— Start of Passage to read —

Faustino MEZA-ESPINOZA, Petitioner, v. William P. BARR, Attorney General, Respondent.
Decided: March 10, 2020
Before: MURGUIA, CHRISTEN, and BADE, Circuit Judges.
John Carlos Barrera, Attorney, Barrera Legal Group, Nampa, ID, for Petitioner Chief Counsel ICE, Office of the Chief Counsel, Department of Homeland Security, San Francisco, CA, Brooke Maurer, Trial Attorney, DOJ - U.S. Department of Justice, Civil Division/Office of Immigration Litigation, Washington, DC, for Respondent
Faustino Meza-Espinoza, a native and citizen of Mexico, petitions for review of the Board of Immigration Appeals’ (“BIA”) order dismissing his appeal from an immigration judge’s decision denying his application for asylum, withholding of removal, and relief under the Convention Against Torture (“CAT”). We have jurisdiction under 8 U.S.C. § 1252. We review de novo questions of law, Cerezo v. Mukasey, 512 F.3d 1163, 1166 (9th Cir. 2008), except to the extent that deference is owed to the BIA’s interpretation of the governing statutes and regulations, Simeonov v. Ashcroft, 371 F.3d 532, 535 (9th Cir. 2004). We review for substantial evidence the agency’s factual findings. Garcia-Milian v. Holder, 755 F.3d 1026, 1031 (9th Cir. 2014). We deny the petition for review.

— End of Passage to read —

* Set tasks:
A) Which court cases does the Meza-Espinoza opinion cite?
B) Could you pick up the Meza-Espinoza opinion after its final sentence and write the next paragraph?
The rows that follow are separate material and have nothing to do with the Meza-Espinoza opinion.

— Start of Material —

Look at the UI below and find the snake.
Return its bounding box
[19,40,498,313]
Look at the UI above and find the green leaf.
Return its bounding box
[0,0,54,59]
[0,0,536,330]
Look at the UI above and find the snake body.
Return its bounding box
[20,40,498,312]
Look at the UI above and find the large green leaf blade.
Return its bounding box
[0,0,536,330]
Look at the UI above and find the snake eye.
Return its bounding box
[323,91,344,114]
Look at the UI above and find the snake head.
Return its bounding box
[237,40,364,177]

— End of Material —
— Start of Material —

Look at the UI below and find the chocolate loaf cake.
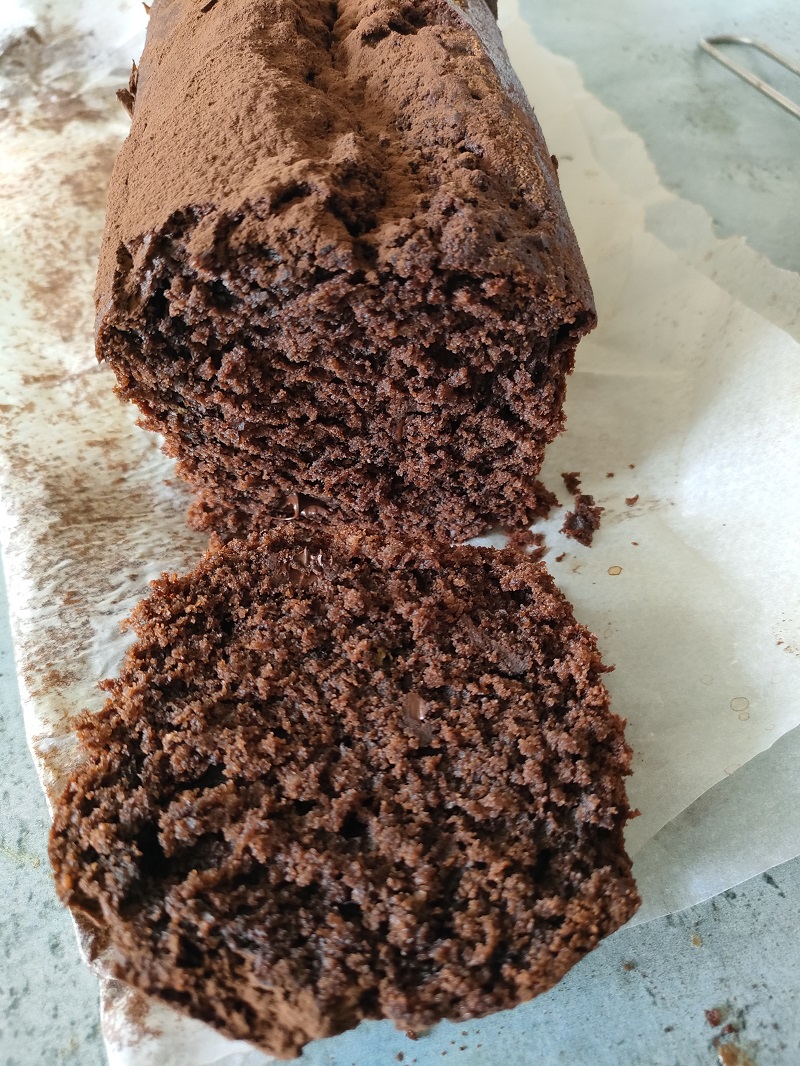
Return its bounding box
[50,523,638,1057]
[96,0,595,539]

— End of Material —

* Responses:
A) Cerezo v. Mukasey, 512 F.3d 1163 (9th Cir. 2008); Simeonov v. Ashcroft, 371 F.3d 532 (9th Cir. 2004); Garcia-Milian v. Holder, 755 F.3d 1026 (9th Cir. 2014)

B)
The BIA did not err in finding that Meza-Espinoza failed to establish membership in a cognizable particular social group. See Reyes v. Lynch, 842 F.3d 1125, 1131 (9th Cir. 2016) (in order to demonstrate membership in a particular social group, “[t]he applicant must ‘establish that the group is (1) composed of members who share a common immutable characteristic, (2) defined with particularity, and (3) socially distinct within the society in question’ ” (quoting Matter of M-E-V-G-, 26 I. & N. Dec. 227, 237 (BIA 2014))); see also Barbosa v. Barr, 926 F.3d 1053, 1059-60 (9th Cir. 2019) (concluding that “individuals ‘returning to Mexico [from] the United States [who] are believed to be wealthy’ ” was too broad to constitute a cognizable social group); Ramirez-Munoz v. Lynch, 816 F.3d 1226, 1229 (9th Cir. 2016) (concluding “imputed wealthy Americans” returning to Mexico did not constitute a particular social group). Substantial evidence supports the agency’s determination that Meza-Espinoza otherwise failed to establish that he would be persecuted on account of a protected ground. See Zetino v. Holder, 622 F.3d 1007, 1016 (9th Cir. 2010) (an applicant’s “desire to be free from harassment by criminals motivated by theft or random violence by gang members bears no nexus to a protected ground”).
Substantial evidence also supports the agency’s denial of CAT relief because Meza-Espinoza failed to show that it is more likely than not he would be tortured by or with the consent or acquiescence of the government if returned to Mexico. See Aden v. Holder, 589 F.3d 1040, 1047 (9th Cir. 2009).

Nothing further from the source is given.